# [Passage choisi]
Voici donc LE film des gargouillis de sang. Vous le cherchiez ? C'est celui-ci ! Et ça lui fait une belle médaille à la con ! Un nombre incalculable de scènes nous donnent à voir le spectacle forcément savoureux des derniers instants d'un des tristes individus en présence, bêtement zigouillé par un autre à l'aide d'une arme spectaculaire : du vieux pistolet imprécis occasionnant des dégâts impressionnants à l'ancienne hallebarde à la lame toujours bien aiguisée, tout y passe. Les deux réalisateurs du film doivent avoir, au mieux, 13 ans d'âge mental. Ils se sont bien éclatés, entre eux. Les pénibles agonies qu'ils se sont tant plu à filmer sont excessivement bruyantes et gores à souhait, et si nos yeux sont désormais habitués à la laideur de tels films, nos oreilles le sont un peu moins... Il s'agit là de véritables épreuves pour nos tendres feuilles. On imagine aisément, derrière tout ça, des petits rigolos, ces as du bruitage qui se sont bien amusés, eux aussi, à produire tel ou tel répugnant son de gorge en studio pour en caler un maximum au montage. Cette sordide caractéristique, cette performance unique, est peut-être ce qu'il y a de plus remarquable dans le premier succès de Matt Bettinelli-Olpin et Tyler Gillett, leur film breakthrough, celui qui a convaincu les executives de les laisser réaliser un cinquième opus à la saga Scream. On n'a pas forcément hâte de voir ça... 
 
 
 
 
Ready or Not, devenu Wedding Nightmare dans nos contrées anglophones, joue sur plusieurs tableaux et échoue dans strictement tous. D'un côté, il ne cherche jamais suffisamment à faire peur pour être un film d'horreur ou un thriller efficace, malgré les hectolitres de sang déversés à l'écran et une violence très soutenue, grand-guignolesque, pas vraiment sérieuse. De l'autre, il n'est pas assez drôle pour être une comédie horrifique digne de ce nom et recommandable, en dépit d'un humour noir omniprésent, que l'on pratique ici avec d'énormes sabots, et d'une succession de situations rocambolesques qui s'enchaînent à bon rythme. Peut-être s'agit-il d'un film à voir en groupe, entre copains, dans un contexte propice à la déconnade, pour une soirée d'Halloween ratée par exemple. C'est un film d'ambiance en quelque sorte, à condition de se trouver entre amateurs peu exigeants de délires sanguinolents et de supporter les gargouillis en fond sonore. C'est à regarder d'un seul œil, et du coin de cet unique œil. Car en tant que tel, si l'on considère le film pour ce qu'il est, quel supplice, que c'est fatigant ! Les personnages sont tous plus détestables les uns que les autres, mais c'est fait exprès, car le but est de se réjouir de les voir trépasser tour à tour, de rire de leurs morts stupides et éclaboussantes. Il n'y a hélas pas grand chose de jouissif dans tout ça, l'imagination et le talent des cinéastes sont bien trop limités pour surprendre, captiver, intéresser. Malgré tout, Wedding Nightmare semble avoir trouvé son public. C'est que les bobines horrifiques gores à tendance comique se font rares, c'était plutôt la mode il y a 40 ans, et il doit falloir aujourd'hui se contenter de peu.

Entrées de la collection:
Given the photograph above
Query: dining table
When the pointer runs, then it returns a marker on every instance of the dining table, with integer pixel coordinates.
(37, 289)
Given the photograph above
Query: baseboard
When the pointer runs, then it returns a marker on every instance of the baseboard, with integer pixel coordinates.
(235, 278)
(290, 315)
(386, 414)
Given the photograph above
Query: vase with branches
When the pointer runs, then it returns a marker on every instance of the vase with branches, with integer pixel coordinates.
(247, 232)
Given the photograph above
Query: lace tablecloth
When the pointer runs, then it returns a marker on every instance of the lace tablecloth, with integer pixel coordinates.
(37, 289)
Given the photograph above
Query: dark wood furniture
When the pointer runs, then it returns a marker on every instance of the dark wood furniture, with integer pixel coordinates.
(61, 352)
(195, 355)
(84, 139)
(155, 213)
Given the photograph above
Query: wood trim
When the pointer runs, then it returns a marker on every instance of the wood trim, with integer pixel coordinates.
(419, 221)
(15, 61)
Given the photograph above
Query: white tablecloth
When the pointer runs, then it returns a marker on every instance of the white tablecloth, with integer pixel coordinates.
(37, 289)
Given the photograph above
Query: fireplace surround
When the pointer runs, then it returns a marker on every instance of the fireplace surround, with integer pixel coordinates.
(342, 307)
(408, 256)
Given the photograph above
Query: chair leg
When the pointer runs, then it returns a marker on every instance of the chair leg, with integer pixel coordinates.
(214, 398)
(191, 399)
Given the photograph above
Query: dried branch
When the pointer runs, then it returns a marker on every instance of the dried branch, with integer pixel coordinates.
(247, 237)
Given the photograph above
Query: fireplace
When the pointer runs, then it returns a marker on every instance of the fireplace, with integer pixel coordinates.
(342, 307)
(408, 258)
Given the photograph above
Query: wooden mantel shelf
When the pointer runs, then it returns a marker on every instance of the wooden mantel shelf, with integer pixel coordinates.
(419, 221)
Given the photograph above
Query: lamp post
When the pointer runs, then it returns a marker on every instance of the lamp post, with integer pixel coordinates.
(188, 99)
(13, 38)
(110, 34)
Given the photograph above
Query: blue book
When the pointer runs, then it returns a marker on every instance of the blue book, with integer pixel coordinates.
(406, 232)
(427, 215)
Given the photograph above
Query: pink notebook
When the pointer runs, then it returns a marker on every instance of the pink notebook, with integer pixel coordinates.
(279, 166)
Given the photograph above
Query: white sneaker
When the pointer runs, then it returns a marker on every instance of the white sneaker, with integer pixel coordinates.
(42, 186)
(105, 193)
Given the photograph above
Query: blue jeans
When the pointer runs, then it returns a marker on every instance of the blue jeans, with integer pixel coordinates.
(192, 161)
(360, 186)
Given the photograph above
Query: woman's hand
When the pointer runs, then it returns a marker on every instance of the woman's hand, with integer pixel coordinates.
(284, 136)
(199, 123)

# [Votre travail]
1. D'après la critique du film, quel opus de la saga Scream les deux réalisateurs ont-ils été autorisés à réaliser ?
2. Indiquez si chaque affirmation concorde avec la critique du film, en citant les mots décisifs : (a) Le film est signé Matt Bettinelli-Olpin et Tyler Gillett. (b) Le film est jugé assez drôle pour être une comédie horrifique recommandable. (c) Les films d'horreur gores à tendance comique étaient plutôt à la mode il y a 40 ans.
Le matériel n'a aucun rapport avec la critique.

# [Les réponses]
1. Le cinquième opus de la saga Scream.

2.
(a) Oui : « le premier succès de Matt Bettinelli-Olpin et Tyler Gillett ».
(b) Non : « il n'est pas assez drôle pour être une comédie horrifique digne de ce nom et recommandable ».
(c) Oui : « c'était plutôt la mode il y a 40 ans ».